■ **Provided passage**:
* * * * * * *
The explosions took place at about 3:30pm mainly in the southern suburbs of Beirut, where Hezbollah has a strong presence.
Photo: AFP
About 200 people are in critical condition, Lebanese media said.
“These pagers were detonated with high tech by the Israeli enemy,” Hezbollah lawmaker Ibrahim Mousawi told the group’s television channel.
Lebanese Minister of Information Ziyad Makari called the attack “a serious violation of Lebanese sovereignty and a crime by all standards.”
Hezbollah, designated a terrorist group by the US, and Israel have been fighting since the Israel-Hamas war erupted in Gaza in October last year. Hezbollah has been acting in solidarity with Hamas — both groups are supported by Iran — and demanding a ceasefire.
Tens of thousands of civilians have had to flee their homes in northern Israel and southern Lebanon amid the cross-border missile and drone strikes. Hundreds of Hezbollah fighters and about 50 Israelis have been killed.
* * * * * * *
■ **Stored rows**:
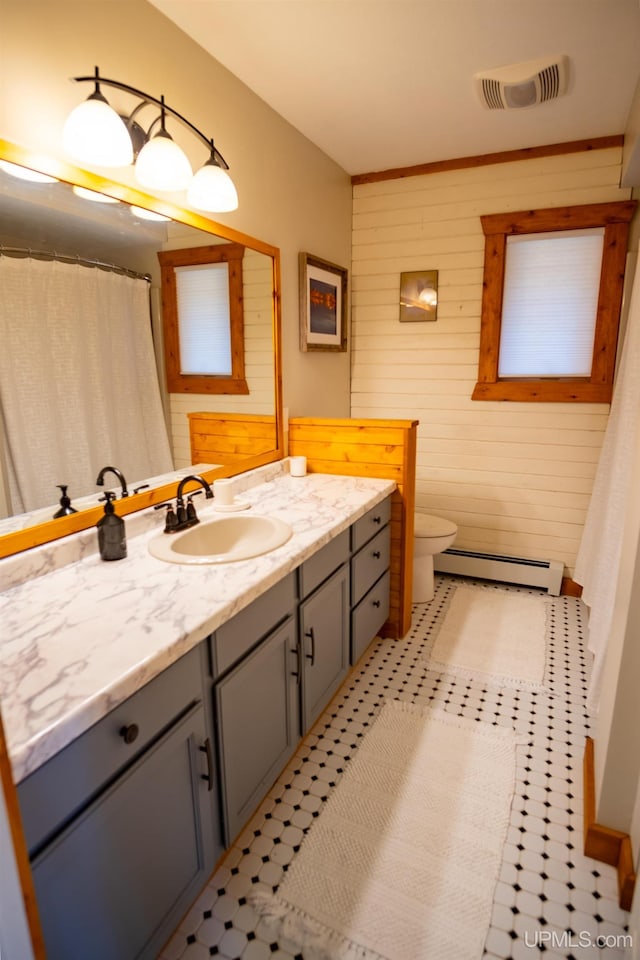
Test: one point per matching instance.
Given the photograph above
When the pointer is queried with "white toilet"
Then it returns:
(431, 535)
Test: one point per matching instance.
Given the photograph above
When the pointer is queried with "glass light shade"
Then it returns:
(95, 134)
(162, 165)
(23, 173)
(212, 189)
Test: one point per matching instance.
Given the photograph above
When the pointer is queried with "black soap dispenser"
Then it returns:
(111, 533)
(65, 503)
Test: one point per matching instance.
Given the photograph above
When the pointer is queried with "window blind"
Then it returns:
(204, 328)
(549, 306)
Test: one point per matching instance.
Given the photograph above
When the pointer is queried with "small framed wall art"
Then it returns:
(418, 296)
(323, 305)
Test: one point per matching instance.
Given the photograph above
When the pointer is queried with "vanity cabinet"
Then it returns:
(256, 705)
(121, 825)
(323, 645)
(370, 576)
(125, 825)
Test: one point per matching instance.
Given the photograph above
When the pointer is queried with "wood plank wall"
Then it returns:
(515, 477)
(220, 438)
(259, 367)
(371, 448)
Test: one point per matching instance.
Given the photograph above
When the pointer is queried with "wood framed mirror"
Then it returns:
(51, 218)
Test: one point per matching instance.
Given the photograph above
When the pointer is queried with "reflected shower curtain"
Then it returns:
(78, 381)
(598, 560)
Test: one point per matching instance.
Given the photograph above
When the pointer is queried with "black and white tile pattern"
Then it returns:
(550, 901)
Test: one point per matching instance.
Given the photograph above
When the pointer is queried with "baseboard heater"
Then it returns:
(489, 566)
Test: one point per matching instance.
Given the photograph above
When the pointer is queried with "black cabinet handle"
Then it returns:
(208, 776)
(130, 732)
(311, 656)
(296, 673)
* * * * * * *
■ **Direction 1**: Using the Beirut explosions excerpt, decide whether each statement agrees with it, answering yes or no and quoting the deciding words: (a) The explosions occurred mainly in the southern suburbs of Beirut. (b) Ziyad Makari is identified as a Hezbollah lawmaker. (c) About 500 Israelis have been killed.
■ **Direction 2**: Return everything from "Hezbollah, designated a" down to "demanding a ceasefire." in the Beirut explosions excerpt, copied word for word.
The records play no part in this work.

■ **Correct output 1**:
(a) Yes: "mainly in the southern suburbs of Beirut"
(b) No: "Lebanese Minister of Information Ziyad Makari"
(c) No: "about 50 Israelis have been killed"

■ **Correct output 2**:
Hezbollah, designated a terrorist group by the US, and Israel have been fighting since the Israel-Hamas war erupted in Gaza in October last year. Hezbollah has been acting in solidarity with Hamas — both groups are supported by Iran — and demanding a ceasefire.